WHAT TO PRODUCE:
In the material below, swap every "Pretty please" for "Please" and reproduce all other text unchanged.

Stored items from a collection
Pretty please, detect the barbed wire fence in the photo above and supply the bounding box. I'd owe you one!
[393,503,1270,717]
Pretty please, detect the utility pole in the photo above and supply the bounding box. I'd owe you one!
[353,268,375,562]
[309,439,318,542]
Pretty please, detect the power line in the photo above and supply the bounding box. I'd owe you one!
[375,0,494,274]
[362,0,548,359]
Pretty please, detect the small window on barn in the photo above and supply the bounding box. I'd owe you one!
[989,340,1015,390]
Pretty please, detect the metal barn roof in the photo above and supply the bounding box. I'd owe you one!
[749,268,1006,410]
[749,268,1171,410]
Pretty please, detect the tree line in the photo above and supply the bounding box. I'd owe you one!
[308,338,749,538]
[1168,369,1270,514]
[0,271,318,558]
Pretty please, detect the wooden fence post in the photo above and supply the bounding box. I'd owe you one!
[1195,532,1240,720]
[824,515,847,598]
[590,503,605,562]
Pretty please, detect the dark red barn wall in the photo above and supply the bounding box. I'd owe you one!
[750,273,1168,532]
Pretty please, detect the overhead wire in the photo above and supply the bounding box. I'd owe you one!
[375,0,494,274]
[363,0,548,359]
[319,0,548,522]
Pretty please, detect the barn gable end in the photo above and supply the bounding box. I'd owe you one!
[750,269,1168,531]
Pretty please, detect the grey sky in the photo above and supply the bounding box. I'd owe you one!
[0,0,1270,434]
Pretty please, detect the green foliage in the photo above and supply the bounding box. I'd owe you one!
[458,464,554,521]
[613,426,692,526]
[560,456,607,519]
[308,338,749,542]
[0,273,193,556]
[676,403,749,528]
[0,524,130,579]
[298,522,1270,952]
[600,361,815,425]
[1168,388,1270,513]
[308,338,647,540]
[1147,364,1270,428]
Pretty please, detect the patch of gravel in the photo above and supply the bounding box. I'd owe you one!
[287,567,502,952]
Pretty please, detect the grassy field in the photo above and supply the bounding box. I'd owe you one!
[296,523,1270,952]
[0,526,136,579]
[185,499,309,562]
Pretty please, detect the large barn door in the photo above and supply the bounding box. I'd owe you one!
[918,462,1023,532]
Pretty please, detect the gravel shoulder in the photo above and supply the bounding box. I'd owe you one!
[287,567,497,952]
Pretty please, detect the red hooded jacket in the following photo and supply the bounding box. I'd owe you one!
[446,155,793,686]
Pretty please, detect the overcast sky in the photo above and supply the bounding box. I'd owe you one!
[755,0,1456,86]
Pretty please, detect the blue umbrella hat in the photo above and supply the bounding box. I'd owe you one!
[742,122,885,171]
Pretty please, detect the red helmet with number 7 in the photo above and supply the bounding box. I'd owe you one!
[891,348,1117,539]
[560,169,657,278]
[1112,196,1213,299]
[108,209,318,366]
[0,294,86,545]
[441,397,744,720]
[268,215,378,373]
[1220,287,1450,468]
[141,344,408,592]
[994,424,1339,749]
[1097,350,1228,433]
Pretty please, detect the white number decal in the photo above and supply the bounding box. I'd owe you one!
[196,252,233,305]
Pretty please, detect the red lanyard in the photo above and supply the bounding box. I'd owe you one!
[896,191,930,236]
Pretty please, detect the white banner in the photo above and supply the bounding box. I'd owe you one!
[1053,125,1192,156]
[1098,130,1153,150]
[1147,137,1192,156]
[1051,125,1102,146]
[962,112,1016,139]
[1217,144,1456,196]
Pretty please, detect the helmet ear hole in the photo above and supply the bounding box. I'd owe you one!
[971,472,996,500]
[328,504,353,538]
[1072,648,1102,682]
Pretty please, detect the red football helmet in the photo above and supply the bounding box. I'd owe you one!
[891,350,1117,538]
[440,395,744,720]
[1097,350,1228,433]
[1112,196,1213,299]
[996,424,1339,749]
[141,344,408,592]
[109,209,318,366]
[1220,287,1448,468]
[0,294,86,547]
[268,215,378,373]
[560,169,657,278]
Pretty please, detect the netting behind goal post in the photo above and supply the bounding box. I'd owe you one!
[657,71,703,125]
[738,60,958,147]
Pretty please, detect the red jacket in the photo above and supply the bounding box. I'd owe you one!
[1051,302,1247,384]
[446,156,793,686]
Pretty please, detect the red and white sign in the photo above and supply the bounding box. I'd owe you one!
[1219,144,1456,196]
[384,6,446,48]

SOLUTION TO THIS PROBLEM:
Please, detect the barbed wire fence in the photo above and supply the bounding box. I'd owe you one!
[393,503,1270,717]
Please, detect the utility pole in the photo above and supply the bounding box. I'd owe you one!
[353,268,375,562]
[309,439,318,542]
Please, detect the power line in the photo above and supply the bounding box. I'd owe you one!
[375,0,494,274]
[362,0,548,359]
Please, detect the small window on barn in the photo above and supply the bounding box. I'd owe you one!
[989,340,1015,390]
Please, detect the metal barn roof in the photo above and supply the bounding box. I'd owe you one!
[749,268,1006,410]
[749,268,1171,410]
Please, detect the tree line in the photo above and supply the bounding box. I'd owe you one!
[308,338,749,538]
[1168,369,1270,514]
[0,271,318,558]
Please, detect the wooden fence post in the photo above and supply the bounding box. I'd owe you one!
[1195,532,1240,720]
[824,515,847,598]
[590,503,605,562]
Please, detect the dark red barn wall in the photo above and supply the bounding box. I'd owe you one!
[750,273,1168,532]
Please, detect the overhead wire in the photo above and supply the bounding box. I'd owe you one!
[375,0,494,274]
[363,0,548,359]
[319,0,548,522]
Please, detect the barn gable end in the photo above and supply the bounding box. I'd owe you one!
[750,269,1168,531]
Please, detect the grey sky in the photo above and supply the bounding box. I'd owe you one!
[0,0,1270,434]
Please, detect the green foliage in the photo above and supply the bounding box. I'd owe you one!
[458,464,554,521]
[613,426,692,526]
[560,456,607,519]
[308,338,749,542]
[0,273,193,556]
[676,403,749,528]
[0,524,130,579]
[298,522,1270,952]
[600,361,815,425]
[1168,388,1270,513]
[308,338,647,540]
[1147,364,1270,428]
Please, detect the patch of gravel in the photo above and supply the bounding box. I'd owe you one!
[287,567,502,952]
Please, detect the grassy field in the photo above and supply the bounding box. I'd owe you one!
[296,523,1270,952]
[0,526,136,579]
[185,499,309,562]
Please, detect the large barn door in the photo above and supply the bounding box. I'd owe you one!
[918,462,1023,532]
Please, detect the gravel shoulder in the photo above and supply the bounding box. I'd owe you one!
[287,567,497,952]
Please, detect the red hooded jacket in the following photo and supply the bounding box. I'd owe you one!
[446,155,793,686]
Please, detect the overcast sky in the photo above and supply the bounding box. I'd owe you one!
[755,0,1456,86]
Please, detect the blue umbrella hat in the photo above and supply the bounding box. I'd owe you one!
[742,122,885,171]
Please, detect the red helmet with number 7 in the photo above and supply the bounding box. I'd owe you one!
[891,348,1117,539]
[560,169,657,278]
[1112,196,1213,299]
[108,209,318,366]
[0,294,86,545]
[441,397,744,720]
[268,215,378,373]
[1220,287,1450,468]
[141,344,408,592]
[994,424,1339,749]
[1097,350,1228,433]
Please, detect the white number decal in the photo above and supply the bounding box. I'd owe you one!
[196,252,233,305]
Please, detect the red lanyard in the photo above and supply the bounding box. I'd owe you one!
[896,191,930,236]
Please, detect the white banner in the photo above and supply the bounding box. I'd owe you one!
[1053,125,1192,156]
[1098,130,1153,150]
[1147,137,1192,156]
[1051,125,1102,146]
[962,112,1016,139]
[1217,144,1456,196]
Please, detect the helmet ear hole in the photo above and supply the bounding box. I'd owe you one!
[971,472,996,500]
[328,504,353,538]
[1072,648,1102,682]
Please, detect the red football helmet in the photo above and supply the bounding box. I'd owe you one!
[891,350,1117,538]
[440,395,744,720]
[1097,350,1228,433]
[1112,196,1213,299]
[996,424,1339,749]
[141,344,408,592]
[109,209,318,366]
[1220,287,1448,468]
[0,294,86,547]
[268,215,378,373]
[560,169,657,278]
Please, detect the netting behind goal post in the photo above and supply the bounding box. I'd owe you one!
[657,71,703,125]
[738,60,958,147]
Please, detect the red jacket in the photo above and supply the bounding box. I'd owe you one!
[1051,302,1247,384]
[446,156,793,686]
Please, detect the red and white sign in the photo above and supply the bounding box. I'd owe you one!
[1219,144,1456,196]
[384,6,446,48]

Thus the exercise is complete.